--- Provided records Enclosed Below ---

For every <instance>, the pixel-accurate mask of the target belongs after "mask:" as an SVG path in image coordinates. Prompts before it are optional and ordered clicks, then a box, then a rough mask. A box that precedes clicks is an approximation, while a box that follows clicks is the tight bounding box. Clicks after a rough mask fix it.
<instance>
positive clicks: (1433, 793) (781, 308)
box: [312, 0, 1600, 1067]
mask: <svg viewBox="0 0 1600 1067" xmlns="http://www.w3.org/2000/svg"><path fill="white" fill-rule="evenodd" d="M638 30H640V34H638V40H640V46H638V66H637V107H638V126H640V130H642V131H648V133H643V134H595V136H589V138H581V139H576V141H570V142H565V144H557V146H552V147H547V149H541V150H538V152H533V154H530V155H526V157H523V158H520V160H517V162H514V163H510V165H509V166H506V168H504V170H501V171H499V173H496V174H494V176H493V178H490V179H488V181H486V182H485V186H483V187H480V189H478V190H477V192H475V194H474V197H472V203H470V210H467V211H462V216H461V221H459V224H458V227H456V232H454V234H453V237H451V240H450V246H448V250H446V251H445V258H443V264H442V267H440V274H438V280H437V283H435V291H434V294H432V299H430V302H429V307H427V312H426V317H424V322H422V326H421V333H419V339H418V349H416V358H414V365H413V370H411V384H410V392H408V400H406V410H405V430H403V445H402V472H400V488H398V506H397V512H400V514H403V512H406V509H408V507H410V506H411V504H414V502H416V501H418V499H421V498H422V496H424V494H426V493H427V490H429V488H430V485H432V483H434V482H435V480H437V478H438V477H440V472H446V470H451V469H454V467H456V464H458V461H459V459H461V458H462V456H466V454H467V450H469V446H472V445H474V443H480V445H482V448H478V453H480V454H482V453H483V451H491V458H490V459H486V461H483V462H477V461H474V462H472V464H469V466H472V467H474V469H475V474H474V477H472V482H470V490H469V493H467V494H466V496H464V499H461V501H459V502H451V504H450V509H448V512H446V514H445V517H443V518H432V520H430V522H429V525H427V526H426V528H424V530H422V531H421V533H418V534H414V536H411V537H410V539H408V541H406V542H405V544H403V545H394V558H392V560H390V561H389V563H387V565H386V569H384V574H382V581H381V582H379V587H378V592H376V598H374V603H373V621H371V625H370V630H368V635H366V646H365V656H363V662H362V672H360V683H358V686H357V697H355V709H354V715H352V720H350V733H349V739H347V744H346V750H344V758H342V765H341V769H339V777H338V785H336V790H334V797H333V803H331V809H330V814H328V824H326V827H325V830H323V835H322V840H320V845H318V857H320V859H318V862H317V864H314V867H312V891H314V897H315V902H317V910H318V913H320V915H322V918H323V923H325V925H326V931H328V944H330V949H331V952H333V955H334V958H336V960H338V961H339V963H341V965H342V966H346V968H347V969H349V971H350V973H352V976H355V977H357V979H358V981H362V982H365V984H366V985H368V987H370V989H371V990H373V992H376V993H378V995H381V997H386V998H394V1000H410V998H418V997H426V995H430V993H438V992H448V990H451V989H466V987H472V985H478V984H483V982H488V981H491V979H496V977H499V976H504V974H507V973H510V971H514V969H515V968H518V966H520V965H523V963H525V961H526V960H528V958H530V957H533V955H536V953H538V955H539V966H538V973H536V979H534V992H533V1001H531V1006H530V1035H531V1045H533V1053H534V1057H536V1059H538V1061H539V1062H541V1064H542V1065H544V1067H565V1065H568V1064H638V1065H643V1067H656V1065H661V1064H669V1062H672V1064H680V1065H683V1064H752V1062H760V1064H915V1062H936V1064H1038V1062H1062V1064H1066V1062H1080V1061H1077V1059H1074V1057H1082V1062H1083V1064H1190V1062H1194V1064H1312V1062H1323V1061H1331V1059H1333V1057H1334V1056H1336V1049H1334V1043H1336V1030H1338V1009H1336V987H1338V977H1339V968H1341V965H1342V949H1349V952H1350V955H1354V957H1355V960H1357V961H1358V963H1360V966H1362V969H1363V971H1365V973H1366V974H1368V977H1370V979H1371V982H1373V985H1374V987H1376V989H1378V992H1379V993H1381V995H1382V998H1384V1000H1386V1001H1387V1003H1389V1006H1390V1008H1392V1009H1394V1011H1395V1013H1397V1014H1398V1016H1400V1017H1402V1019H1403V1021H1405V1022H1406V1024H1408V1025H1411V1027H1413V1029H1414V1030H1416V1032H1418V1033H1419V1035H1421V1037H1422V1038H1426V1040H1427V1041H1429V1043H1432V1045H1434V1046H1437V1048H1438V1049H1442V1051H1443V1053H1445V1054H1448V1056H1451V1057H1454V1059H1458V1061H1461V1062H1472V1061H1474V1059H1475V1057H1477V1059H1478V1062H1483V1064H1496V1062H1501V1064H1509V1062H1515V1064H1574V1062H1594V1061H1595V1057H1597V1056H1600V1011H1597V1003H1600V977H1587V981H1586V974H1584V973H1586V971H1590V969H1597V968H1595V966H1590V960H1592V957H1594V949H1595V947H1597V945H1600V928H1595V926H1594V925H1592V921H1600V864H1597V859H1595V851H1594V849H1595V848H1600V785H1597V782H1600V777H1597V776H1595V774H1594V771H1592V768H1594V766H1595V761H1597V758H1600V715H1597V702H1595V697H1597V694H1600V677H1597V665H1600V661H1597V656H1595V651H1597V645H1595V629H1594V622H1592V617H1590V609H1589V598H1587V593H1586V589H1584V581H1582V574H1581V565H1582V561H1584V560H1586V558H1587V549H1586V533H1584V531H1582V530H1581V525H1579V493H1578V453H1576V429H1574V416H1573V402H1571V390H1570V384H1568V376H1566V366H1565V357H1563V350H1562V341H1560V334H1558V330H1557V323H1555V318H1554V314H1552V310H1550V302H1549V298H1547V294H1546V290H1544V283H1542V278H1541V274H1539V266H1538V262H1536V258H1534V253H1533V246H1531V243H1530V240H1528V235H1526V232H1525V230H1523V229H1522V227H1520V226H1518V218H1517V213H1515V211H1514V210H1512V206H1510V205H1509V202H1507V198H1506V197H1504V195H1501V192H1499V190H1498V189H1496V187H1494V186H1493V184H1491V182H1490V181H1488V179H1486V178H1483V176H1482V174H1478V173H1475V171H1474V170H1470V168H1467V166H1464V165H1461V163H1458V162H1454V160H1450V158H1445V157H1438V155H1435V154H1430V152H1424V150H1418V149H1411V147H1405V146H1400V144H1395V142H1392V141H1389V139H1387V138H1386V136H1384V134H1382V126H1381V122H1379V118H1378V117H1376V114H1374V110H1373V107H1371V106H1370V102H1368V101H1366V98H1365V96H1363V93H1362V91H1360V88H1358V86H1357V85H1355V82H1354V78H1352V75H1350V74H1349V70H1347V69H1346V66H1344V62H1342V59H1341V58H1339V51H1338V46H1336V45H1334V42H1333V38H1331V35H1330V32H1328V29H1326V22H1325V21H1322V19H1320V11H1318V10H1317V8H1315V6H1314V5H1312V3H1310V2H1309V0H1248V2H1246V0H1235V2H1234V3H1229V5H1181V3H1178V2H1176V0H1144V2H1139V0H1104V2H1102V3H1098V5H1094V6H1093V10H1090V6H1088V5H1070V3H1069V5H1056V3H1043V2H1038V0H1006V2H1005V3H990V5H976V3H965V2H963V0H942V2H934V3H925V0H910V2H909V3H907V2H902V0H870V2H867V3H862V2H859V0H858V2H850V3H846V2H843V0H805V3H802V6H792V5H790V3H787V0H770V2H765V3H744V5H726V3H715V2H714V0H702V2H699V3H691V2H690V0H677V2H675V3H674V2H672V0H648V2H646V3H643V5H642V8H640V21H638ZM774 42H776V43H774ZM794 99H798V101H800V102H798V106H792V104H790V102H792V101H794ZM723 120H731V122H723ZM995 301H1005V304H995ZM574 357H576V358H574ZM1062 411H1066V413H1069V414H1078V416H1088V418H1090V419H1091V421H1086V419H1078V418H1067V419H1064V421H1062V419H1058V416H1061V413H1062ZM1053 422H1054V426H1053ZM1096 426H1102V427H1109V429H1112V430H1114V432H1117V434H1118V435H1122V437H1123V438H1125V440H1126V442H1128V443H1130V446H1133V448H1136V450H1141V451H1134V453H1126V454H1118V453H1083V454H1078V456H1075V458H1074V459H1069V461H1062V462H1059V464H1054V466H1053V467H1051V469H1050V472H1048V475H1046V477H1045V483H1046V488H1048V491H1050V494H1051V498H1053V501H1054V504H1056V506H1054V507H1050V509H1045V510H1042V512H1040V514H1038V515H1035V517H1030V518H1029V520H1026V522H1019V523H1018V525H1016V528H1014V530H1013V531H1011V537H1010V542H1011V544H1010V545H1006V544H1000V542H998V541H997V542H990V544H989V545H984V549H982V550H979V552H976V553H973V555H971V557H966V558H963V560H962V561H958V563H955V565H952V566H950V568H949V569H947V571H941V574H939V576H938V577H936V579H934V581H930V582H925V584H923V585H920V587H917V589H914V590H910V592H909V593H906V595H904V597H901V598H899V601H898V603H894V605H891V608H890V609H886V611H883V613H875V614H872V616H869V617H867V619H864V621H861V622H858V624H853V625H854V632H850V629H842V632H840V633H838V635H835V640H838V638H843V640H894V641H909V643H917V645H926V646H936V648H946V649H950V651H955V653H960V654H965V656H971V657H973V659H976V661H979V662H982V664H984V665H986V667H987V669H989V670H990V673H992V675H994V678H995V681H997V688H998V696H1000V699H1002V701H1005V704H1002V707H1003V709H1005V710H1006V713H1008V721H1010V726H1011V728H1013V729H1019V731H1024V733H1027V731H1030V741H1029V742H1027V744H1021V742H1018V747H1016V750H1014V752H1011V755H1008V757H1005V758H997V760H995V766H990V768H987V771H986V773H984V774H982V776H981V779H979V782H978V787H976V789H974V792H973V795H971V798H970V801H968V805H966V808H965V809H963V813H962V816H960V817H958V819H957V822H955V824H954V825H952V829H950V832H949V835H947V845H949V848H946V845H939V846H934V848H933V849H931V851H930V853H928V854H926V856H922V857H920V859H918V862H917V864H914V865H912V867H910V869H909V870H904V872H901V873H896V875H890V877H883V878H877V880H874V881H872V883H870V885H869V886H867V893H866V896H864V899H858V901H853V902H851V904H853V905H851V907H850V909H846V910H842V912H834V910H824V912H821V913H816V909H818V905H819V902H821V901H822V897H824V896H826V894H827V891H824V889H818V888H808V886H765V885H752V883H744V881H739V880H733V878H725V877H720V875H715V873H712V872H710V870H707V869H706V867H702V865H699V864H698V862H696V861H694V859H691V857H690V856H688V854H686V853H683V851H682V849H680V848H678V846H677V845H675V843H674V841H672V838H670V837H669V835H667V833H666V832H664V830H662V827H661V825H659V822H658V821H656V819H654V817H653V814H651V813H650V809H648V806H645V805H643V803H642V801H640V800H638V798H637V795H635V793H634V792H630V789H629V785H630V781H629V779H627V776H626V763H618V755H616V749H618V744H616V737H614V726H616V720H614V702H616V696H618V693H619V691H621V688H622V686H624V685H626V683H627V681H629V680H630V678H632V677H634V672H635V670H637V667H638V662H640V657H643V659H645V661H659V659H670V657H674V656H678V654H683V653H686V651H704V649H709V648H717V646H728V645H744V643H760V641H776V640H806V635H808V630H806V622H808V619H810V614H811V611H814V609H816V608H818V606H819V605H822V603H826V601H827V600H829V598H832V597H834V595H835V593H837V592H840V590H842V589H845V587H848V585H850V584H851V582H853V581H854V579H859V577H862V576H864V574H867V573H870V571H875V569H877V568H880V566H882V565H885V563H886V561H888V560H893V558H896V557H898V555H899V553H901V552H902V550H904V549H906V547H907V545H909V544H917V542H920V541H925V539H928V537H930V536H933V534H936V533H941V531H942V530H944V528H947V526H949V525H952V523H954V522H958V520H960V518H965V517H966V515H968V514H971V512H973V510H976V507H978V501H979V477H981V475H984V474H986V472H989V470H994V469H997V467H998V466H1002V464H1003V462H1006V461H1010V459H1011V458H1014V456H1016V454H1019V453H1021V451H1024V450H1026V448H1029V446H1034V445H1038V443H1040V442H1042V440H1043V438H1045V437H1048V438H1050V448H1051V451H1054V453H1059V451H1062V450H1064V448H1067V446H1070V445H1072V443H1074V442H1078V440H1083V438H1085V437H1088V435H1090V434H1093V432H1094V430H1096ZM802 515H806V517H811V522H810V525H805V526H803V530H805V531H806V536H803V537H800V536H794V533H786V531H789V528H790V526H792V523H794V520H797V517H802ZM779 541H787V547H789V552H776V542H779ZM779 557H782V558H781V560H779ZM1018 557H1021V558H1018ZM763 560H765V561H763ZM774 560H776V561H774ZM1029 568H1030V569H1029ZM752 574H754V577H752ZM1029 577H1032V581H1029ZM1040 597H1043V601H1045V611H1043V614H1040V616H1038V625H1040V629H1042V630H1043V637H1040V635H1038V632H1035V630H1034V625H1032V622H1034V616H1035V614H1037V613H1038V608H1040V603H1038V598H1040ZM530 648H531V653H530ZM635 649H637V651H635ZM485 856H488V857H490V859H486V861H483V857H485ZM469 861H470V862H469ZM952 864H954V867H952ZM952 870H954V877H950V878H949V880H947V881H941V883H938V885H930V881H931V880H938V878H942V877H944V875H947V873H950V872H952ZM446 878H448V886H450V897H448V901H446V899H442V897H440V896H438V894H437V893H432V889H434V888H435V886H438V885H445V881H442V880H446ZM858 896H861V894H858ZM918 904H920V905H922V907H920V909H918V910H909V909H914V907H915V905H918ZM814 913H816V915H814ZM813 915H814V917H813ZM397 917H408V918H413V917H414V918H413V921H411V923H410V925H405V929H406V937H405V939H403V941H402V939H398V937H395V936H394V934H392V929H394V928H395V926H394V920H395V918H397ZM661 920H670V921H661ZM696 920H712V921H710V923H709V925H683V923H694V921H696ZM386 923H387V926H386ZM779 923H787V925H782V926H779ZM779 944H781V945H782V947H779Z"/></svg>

--- End of Enclosed Provided records ---

Write out the listing's lines exactly, from its first line through the line that contains "positive clicks: (1433, 793) (781, 308)", and stop there.

For every <instance>, the pixel-accurate mask of the target belongs after "mask:" as an SVG path in image coordinates. Prompts before it are optional and ordered clicks, then a box, then a rough mask. A box that precedes clicks is an approximation, while a box that follows clicks is the tight bounding box. Clicks after a rough mask fix it.
<instance>
positive clicks: (1433, 793) (781, 308)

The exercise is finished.